__SELECTED EXCERPT__.
════════════════════
On Friday (October 4th), I finally returned to RPI after missing a week! I worked with Doug (one of the undergraduates in my lab) on a project he is working on involving host cell proteins. A couple weeks ago, these host cell proteins were involved in the SDS-PAGE gel we were working on!

Previously, we have only had intensity data to analyze the amount of host cell protein (HCP) that is bound by different peptides. This is relative data, so it does not give us information about the actual amount of HCP that binds. Ideally, we want to find a peptide that has a high affinity for the target protein we are looking to purify, but low intensity of HCP (the green square in the graph below). We do not want the result to be in the red square, indicating high affinity for the target protein, but high intensity of HCP.

Doug is working to quantify the amount of HCP that is bound by the peptides. To do so, he is printing different concentrations of HCP on nitrocellulose (negatively charged paper) 3X5 microarrays. These spots of known HCP amount will then be analyzed for intensity to determine a standard curve. The standard curve will then be used to determine the unknown (amount of HCP) for the peptide data.

My first job was to pipette 80 microliters of 6 different concentrations of HCP into their specified positions in the printer well-plate. We then cut the nitrocellulose paper into slide-shaped pieces and taped them onto the printer so they wouldn't move during printing. When we were setting the heights for the printer needle, one of the pieces of nitrocellulose cracked, so we had to untape and redo the nitrocellulose. Once we finally had the printer set up, we set the first round of printing to run, and we found that the middle spot on the second slide was not printing. We then reconfigured the needle heights and made each height tighter to the nitrocellulose. As we continued to run the machine, we realized that the needle was popping up every time it went to print on the first slide, so we had to tap the needle down every time it was positioned on the first slide. Because the printing was taking so long, we decided to only do 10 runs instead of the original 20 runs planned. Even the 10 runs took over 2 hours to complete!

I look forward to returning to RPI next week to see what data they collected from this experiment!

More Amino Acids

Last Friday (September 20th), I returned to RPI for more lab work. I had a shorter day today because I had to leave early to go to Massachusetts for a horse show. This week, I continued to work on preparing amino acid solutions. I finished the rest of the 20 amino acids that I started to make last week! These amino acid solutions will eventually be used in microarray experiments.
════════════════════
__TASK DIRECTIONS__. Continue the lab blog above, starting right after its last sentence.
════════════════════
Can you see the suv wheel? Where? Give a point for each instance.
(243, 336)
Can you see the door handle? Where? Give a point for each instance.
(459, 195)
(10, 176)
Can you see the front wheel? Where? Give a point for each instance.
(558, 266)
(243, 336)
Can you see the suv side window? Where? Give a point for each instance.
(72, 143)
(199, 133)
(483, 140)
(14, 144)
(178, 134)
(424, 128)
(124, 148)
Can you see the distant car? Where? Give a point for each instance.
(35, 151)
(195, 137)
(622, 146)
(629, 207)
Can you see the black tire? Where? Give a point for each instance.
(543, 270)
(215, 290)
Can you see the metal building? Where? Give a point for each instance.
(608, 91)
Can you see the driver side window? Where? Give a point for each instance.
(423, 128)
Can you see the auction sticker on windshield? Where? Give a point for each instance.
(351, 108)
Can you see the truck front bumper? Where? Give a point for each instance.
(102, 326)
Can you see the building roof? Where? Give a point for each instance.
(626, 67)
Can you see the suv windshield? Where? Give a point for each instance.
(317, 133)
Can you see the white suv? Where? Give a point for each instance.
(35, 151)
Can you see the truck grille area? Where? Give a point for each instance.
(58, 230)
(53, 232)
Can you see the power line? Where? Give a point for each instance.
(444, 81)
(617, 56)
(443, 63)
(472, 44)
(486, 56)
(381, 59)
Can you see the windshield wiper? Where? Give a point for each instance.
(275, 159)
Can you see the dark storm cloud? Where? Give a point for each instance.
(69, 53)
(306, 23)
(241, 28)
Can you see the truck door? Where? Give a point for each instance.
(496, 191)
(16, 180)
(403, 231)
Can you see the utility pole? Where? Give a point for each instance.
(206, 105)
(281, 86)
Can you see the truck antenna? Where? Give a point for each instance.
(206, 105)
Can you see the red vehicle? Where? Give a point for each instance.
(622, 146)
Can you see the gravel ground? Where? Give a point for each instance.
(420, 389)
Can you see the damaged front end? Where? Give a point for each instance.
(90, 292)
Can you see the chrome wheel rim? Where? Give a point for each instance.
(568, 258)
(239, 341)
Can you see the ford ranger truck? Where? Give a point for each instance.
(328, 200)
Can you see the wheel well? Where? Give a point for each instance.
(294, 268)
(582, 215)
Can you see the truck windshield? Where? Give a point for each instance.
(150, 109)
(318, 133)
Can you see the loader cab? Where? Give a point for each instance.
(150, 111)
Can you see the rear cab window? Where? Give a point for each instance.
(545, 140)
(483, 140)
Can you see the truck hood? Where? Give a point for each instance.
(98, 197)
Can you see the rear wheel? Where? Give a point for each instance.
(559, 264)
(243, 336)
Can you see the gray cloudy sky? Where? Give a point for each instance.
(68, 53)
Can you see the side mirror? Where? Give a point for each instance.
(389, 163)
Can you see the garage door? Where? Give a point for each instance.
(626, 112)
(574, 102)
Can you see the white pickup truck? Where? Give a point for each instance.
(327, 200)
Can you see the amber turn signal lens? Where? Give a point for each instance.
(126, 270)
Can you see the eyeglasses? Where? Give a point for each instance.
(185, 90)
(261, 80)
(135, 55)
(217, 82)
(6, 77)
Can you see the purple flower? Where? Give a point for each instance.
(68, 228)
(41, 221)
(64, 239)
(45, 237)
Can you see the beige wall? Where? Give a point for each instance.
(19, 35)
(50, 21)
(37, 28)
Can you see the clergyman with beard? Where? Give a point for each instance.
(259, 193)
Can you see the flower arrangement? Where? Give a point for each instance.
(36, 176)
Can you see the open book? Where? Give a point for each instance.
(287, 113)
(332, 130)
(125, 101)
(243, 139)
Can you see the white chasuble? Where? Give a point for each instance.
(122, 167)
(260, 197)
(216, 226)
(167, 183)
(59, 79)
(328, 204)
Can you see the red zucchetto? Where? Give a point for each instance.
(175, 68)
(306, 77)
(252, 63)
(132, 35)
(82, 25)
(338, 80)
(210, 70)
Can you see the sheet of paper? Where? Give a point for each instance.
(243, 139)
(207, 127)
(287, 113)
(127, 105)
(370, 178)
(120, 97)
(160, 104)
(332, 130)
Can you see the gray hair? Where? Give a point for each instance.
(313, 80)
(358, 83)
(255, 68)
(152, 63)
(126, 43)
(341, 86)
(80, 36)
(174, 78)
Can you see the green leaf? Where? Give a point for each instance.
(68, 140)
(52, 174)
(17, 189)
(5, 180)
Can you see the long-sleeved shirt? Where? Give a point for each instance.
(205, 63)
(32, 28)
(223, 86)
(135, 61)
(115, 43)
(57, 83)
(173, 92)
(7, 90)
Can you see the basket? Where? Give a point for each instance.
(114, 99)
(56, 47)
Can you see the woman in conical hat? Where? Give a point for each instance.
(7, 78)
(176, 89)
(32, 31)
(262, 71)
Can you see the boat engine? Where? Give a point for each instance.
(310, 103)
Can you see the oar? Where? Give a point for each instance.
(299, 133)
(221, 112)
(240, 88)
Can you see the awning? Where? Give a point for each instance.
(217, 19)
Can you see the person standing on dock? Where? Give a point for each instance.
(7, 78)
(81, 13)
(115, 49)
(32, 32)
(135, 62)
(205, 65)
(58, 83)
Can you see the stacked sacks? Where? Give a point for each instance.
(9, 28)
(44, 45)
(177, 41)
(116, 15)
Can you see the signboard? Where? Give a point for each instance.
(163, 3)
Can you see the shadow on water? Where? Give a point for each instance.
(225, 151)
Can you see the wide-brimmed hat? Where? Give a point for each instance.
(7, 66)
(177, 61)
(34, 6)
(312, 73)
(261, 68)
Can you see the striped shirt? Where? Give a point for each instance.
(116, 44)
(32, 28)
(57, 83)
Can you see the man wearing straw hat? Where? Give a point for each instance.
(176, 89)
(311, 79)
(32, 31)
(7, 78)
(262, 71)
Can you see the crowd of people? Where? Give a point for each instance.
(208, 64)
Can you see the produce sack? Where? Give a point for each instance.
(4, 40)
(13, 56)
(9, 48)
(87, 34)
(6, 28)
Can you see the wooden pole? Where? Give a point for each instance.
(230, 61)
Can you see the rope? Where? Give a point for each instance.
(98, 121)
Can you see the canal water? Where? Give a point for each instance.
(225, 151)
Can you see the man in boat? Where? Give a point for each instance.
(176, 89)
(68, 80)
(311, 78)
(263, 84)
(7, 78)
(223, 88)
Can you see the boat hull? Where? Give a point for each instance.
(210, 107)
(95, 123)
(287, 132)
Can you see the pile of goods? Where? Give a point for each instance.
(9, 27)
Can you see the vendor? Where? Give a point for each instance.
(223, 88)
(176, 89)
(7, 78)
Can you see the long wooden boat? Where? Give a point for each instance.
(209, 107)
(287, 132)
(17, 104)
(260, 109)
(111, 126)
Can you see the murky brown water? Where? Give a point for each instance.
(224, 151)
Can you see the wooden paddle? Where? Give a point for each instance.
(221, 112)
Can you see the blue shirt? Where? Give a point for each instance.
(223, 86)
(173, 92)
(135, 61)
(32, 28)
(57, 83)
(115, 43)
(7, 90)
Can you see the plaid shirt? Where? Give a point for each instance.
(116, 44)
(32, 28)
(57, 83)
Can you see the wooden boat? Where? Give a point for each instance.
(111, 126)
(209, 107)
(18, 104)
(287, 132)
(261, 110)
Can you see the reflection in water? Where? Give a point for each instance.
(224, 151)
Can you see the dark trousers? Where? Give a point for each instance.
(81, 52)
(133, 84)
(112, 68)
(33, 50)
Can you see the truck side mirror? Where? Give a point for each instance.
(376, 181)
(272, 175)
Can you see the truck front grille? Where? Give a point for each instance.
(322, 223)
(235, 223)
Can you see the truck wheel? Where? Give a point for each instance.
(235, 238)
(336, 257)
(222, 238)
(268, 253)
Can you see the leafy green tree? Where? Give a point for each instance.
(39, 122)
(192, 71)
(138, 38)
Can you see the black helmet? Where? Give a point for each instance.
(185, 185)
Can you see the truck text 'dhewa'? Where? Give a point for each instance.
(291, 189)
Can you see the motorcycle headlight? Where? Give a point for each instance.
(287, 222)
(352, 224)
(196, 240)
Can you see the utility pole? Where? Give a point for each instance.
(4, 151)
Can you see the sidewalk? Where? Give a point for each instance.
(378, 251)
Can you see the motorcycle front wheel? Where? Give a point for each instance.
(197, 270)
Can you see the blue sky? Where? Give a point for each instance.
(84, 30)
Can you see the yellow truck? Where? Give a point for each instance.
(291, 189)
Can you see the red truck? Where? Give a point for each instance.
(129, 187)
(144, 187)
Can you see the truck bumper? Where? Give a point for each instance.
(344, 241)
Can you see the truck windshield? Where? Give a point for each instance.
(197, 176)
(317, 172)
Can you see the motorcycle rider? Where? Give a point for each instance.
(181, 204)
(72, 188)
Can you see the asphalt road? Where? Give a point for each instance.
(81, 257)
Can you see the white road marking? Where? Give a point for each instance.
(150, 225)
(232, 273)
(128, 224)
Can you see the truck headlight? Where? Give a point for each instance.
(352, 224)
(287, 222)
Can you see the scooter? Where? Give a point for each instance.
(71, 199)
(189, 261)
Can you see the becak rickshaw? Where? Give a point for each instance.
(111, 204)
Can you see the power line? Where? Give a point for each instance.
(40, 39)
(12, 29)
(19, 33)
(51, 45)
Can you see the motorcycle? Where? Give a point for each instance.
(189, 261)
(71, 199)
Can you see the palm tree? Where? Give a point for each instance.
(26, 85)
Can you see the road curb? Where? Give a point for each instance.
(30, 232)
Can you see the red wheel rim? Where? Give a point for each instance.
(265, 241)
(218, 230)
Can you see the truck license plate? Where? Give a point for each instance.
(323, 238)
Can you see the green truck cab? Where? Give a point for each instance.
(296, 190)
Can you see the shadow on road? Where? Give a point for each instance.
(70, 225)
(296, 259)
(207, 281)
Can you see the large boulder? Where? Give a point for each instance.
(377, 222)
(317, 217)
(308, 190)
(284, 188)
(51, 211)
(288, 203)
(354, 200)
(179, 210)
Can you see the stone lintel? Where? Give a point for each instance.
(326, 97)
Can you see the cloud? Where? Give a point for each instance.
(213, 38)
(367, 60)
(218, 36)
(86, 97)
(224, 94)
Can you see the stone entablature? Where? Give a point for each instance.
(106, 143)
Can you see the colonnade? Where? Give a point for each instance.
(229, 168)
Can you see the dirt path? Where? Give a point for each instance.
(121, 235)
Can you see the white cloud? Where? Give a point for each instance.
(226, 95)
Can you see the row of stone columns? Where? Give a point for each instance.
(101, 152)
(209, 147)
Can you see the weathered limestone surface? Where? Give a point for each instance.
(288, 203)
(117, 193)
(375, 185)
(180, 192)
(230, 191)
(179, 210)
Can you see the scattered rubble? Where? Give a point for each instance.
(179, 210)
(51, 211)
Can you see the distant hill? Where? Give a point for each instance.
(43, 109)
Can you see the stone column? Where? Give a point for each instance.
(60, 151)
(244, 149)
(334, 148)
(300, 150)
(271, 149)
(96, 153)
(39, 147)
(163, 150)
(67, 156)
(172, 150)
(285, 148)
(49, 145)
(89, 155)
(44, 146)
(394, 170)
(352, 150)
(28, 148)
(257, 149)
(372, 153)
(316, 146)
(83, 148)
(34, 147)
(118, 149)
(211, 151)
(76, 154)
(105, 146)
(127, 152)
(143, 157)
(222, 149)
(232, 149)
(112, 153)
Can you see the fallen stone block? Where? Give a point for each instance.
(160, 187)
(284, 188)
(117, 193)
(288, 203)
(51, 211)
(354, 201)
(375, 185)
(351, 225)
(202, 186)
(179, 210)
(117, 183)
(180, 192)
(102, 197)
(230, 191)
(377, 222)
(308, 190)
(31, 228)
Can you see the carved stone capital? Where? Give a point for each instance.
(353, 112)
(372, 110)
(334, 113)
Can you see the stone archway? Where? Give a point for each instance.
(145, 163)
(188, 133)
════════════════════
__TASK RESPONSE__.
I will not be able to go to RPI next Friday because I am participating in a program at Cornell, but I'll look forward to returning on October 4th!!

Data Preparation and Amino Acids

Yesterday (September 13th), I went over to RPI for more work in the lab. I got to see the gel I prepared last week! Unfortunately, the gel turned out useless because it had too many metal ions which caused there to be what was basically an extended row of dye instead of separated bars. The gel was still helpful, though, because now we will not attempt any more gels with those types of solutions!

My first job for the day was to compile some of the data from our previous Claudin-5 microarrays. For each of our past experiments, we have pixel intensity data for the resulting microarrays. At this point, we want to compile all of the past data to be able to look at it as a whole. On JP's computer, each past experiment has it's own folder, so I copied an .mev converter file into each folder. After doing so, I opened the .mev converter file and all of the .mev files for a certain experiment, and I moved all of the data into the converter file. After doing so for every experiment, the .mev converters were ready to run, and they will be run by next week!

My second job was to prepare tubes to make amino acid solutions. I labeled each tube:
Three-letter code (one-letter code)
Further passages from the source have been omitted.